Reproduce the lines of the listing below from the line with "Mark one point on each instance of the woman's head" to the line with "pixel 406 56", both included and word for word. Leave the pictures out.

* START MATERIAL TO PROCESS *

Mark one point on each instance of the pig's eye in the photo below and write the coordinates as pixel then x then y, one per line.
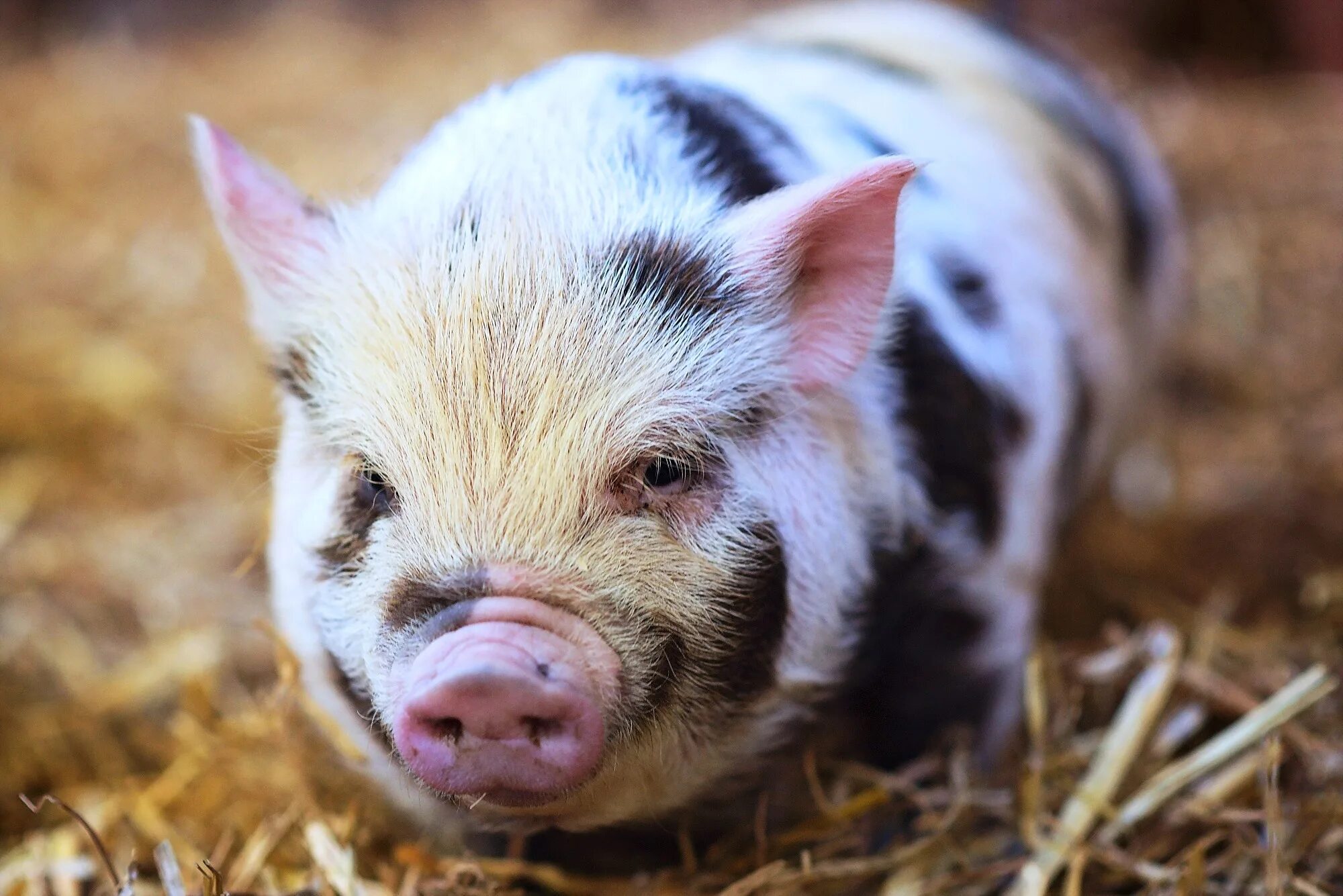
pixel 375 491
pixel 667 477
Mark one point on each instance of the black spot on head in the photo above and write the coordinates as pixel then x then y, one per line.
pixel 960 427
pixel 969 287
pixel 293 372
pixel 414 601
pixel 725 133
pixel 911 677
pixel 669 274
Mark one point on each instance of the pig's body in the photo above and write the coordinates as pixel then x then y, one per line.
pixel 616 263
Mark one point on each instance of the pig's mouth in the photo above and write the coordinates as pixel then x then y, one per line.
pixel 508 705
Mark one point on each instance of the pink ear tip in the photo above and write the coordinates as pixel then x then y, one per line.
pixel 214 141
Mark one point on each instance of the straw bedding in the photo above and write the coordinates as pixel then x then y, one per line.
pixel 1183 736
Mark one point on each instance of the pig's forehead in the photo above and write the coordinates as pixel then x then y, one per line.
pixel 526 333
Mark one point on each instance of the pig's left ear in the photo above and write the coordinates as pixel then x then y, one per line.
pixel 829 247
pixel 272 228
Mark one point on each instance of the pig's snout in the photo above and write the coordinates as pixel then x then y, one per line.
pixel 508 706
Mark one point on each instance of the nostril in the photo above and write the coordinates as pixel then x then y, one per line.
pixel 449 729
pixel 539 729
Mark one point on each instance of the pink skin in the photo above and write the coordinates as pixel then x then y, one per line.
pixel 510 706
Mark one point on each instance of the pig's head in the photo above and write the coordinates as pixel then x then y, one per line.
pixel 573 481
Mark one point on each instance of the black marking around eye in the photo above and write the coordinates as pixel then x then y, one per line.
pixel 725 133
pixel 343 553
pixel 961 428
pixel 913 675
pixel 414 601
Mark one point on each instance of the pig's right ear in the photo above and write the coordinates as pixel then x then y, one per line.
pixel 828 246
pixel 273 231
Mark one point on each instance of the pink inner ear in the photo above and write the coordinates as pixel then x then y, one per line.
pixel 267 220
pixel 837 239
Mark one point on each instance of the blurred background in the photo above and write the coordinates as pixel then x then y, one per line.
pixel 136 417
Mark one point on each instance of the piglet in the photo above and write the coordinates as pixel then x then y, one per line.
pixel 653 411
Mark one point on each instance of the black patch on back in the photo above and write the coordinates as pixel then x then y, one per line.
pixel 969 286
pixel 859 132
pixel 1082 417
pixel 412 603
pixel 961 428
pixel 671 274
pixel 858 58
pixel 911 677
pixel 723 132
pixel 1091 119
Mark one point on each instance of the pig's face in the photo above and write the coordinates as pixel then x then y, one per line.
pixel 562 506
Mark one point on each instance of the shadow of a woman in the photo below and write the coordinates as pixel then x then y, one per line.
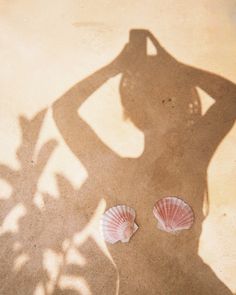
pixel 159 95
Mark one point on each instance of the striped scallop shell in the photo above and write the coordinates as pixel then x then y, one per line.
pixel 117 224
pixel 173 214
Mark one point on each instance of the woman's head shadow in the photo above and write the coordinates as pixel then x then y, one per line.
pixel 159 95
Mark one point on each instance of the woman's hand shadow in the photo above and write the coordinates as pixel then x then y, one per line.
pixel 159 95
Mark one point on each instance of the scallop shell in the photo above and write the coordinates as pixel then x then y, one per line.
pixel 173 214
pixel 117 224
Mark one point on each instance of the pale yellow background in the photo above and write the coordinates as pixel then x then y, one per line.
pixel 47 46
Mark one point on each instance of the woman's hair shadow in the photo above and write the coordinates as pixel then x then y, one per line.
pixel 159 95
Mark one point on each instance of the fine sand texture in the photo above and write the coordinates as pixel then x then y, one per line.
pixel 117 102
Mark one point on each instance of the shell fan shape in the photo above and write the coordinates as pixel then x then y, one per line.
pixel 173 214
pixel 117 224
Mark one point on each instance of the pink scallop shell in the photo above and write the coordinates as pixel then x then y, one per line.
pixel 173 214
pixel 117 224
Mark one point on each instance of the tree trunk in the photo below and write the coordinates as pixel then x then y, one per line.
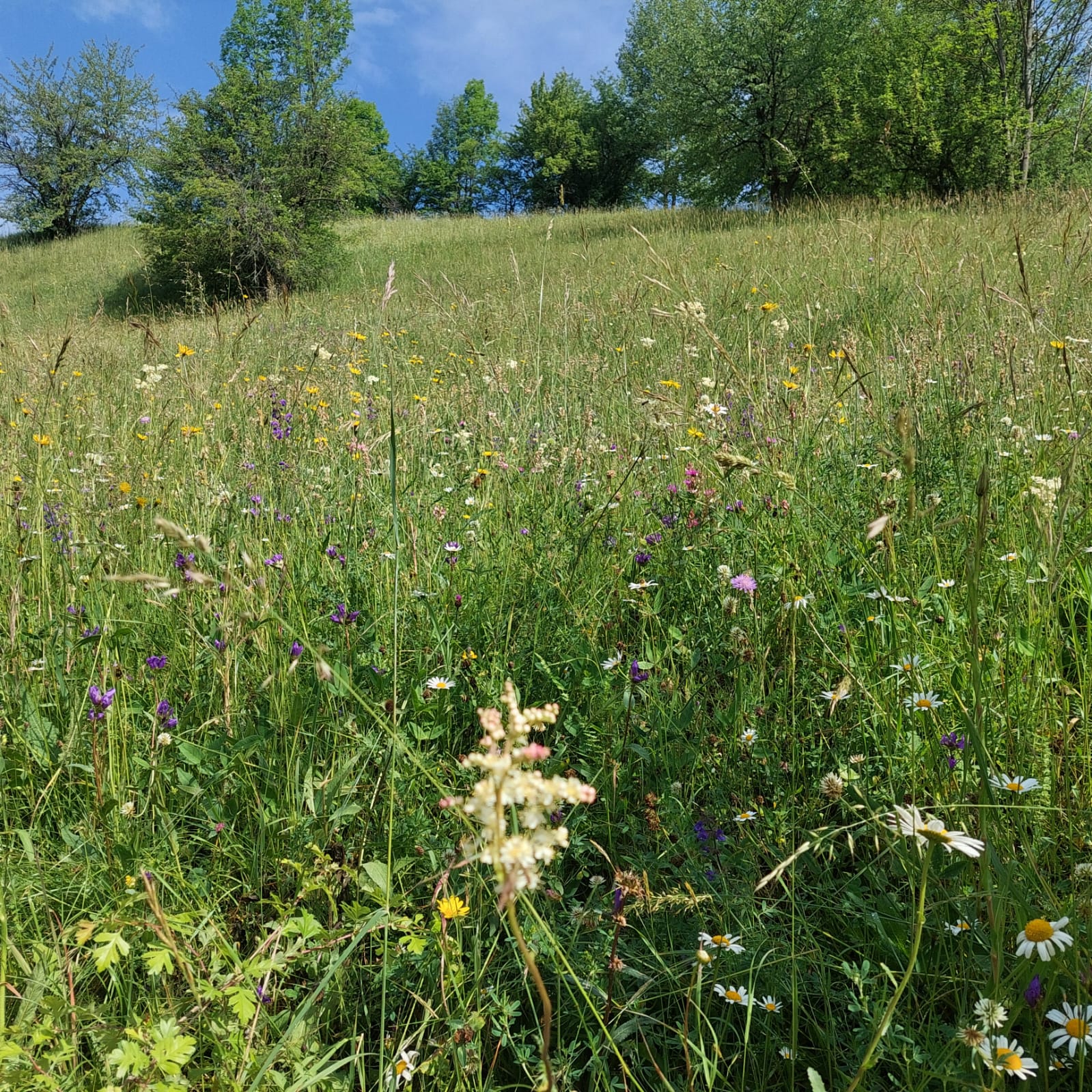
pixel 1028 67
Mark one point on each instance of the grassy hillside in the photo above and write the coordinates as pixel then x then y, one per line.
pixel 791 518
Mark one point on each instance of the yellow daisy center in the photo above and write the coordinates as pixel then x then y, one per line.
pixel 1039 929
pixel 934 836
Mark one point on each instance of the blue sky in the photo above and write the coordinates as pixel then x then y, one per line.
pixel 406 56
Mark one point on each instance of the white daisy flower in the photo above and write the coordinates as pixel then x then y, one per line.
pixel 906 665
pixel 1015 785
pixel 716 940
pixel 923 701
pixel 732 995
pixel 1043 937
pixel 1076 1030
pixel 402 1069
pixel 1005 1056
pixel 991 1013
pixel 931 831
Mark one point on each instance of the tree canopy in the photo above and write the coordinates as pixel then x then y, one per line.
pixel 71 137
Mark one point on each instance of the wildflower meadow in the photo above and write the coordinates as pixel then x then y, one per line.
pixel 618 651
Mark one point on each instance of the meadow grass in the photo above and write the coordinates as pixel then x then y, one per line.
pixel 745 495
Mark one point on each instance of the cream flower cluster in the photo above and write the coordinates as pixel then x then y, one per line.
pixel 507 782
pixel 152 374
pixel 1046 490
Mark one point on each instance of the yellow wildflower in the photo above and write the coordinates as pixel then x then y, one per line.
pixel 452 908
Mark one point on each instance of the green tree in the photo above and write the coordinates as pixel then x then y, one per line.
pixel 624 143
pixel 452 174
pixel 377 177
pixel 552 145
pixel 742 87
pixel 72 140
pixel 250 176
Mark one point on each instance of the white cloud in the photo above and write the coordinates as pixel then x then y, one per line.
pixel 440 44
pixel 150 13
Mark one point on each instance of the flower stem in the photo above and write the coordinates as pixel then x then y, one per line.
pixel 915 944
pixel 547 1017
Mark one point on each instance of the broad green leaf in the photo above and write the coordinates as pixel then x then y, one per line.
pixel 114 948
pixel 129 1059
pixel 242 1002
pixel 171 1050
pixel 160 961
pixel 376 871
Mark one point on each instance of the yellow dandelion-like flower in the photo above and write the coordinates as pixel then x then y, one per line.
pixel 452 908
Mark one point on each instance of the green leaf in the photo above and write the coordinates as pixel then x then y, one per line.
pixel 415 944
pixel 113 949
pixel 160 961
pixel 305 925
pixel 242 1003
pixel 376 871
pixel 171 1050
pixel 129 1059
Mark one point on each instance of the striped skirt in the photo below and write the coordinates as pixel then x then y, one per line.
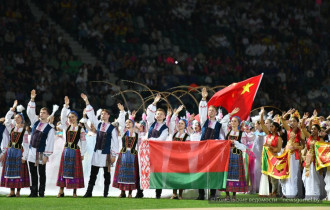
pixel 70 174
pixel 127 172
pixel 15 174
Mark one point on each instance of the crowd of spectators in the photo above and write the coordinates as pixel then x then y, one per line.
pixel 168 43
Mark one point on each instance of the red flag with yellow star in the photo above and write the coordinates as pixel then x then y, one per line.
pixel 239 95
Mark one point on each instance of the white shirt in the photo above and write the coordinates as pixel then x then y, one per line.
pixel 31 112
pixel 203 117
pixel 151 111
pixel 64 126
pixel 99 159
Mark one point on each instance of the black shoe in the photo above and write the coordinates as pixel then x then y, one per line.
pixel 212 198
pixel 200 198
pixel 139 195
pixel 33 195
pixel 89 191
pixel 88 195
pixel 106 191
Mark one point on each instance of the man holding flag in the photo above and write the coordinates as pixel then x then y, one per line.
pixel 211 129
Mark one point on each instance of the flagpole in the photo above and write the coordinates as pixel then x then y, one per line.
pixel 258 86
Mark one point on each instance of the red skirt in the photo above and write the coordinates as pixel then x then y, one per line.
pixel 22 182
pixel 78 180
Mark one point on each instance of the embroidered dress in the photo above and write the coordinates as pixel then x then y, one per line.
pixel 127 168
pixel 290 185
pixel 312 182
pixel 15 174
pixel 236 180
pixel 70 174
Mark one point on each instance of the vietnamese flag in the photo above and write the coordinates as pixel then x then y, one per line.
pixel 184 165
pixel 239 95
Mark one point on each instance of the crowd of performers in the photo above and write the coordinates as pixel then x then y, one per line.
pixel 26 148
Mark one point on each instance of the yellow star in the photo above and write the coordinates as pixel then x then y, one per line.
pixel 246 88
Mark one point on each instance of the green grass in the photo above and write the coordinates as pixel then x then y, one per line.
pixel 51 202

* END MATERIAL TO PROCESS *

→ EXERCISE RESULT:
Mark one point on each instance of the woman's head shadow in the photo above and write the coordinates as pixel then x then y, one per line.
pixel 159 95
Mark one point on each instance of the woman's hand shadow in the photo above and write the coordinates as pixel then x then y, one per line.
pixel 159 95
Mark one point on each instance of the scallop shell in the photo above and write the coordinates as pixel then x then y, one per line.
pixel 173 214
pixel 117 224
Mark one point on each instance of the pale yellow background in the photo above and write the coordinates as pixel then x then y, one per line.
pixel 47 46
Mark one point on each instance of the woman's hair shadow in the photo above and write the coordinates as pixel then x then y, one per line.
pixel 159 95
Mark one point on each instance of the fine sand texture in the photo above and write the coordinates as pixel then x then y, one per line.
pixel 117 102
Mark one point on each instance of the shell fan shape in the photo above and write the coordinates as pixel then x then y, one per line.
pixel 173 214
pixel 117 224
Mark one point on each instance of the pink scallop shell in the photo above and write the coordinates as pixel then x then y, one per line.
pixel 173 214
pixel 117 224
Mark one point on each instance of the tree trunk in the photo below and write the coordinates as pixel then x then y, one per line.
pixel 1028 67
Mark one point on each instance of the grassy hillside in the photo above and write the coordinates as pixel then x then y, one per line.
pixel 791 518
Mark one point on each instance of the yellow daisy center in the photo above and write the coordinates as pixel then x then y, one per line.
pixel 1039 929
pixel 934 836
Mark one point on each instance of the blue sky in the photo above and write the coordinates as pixel then x then y, one per line.
pixel 406 56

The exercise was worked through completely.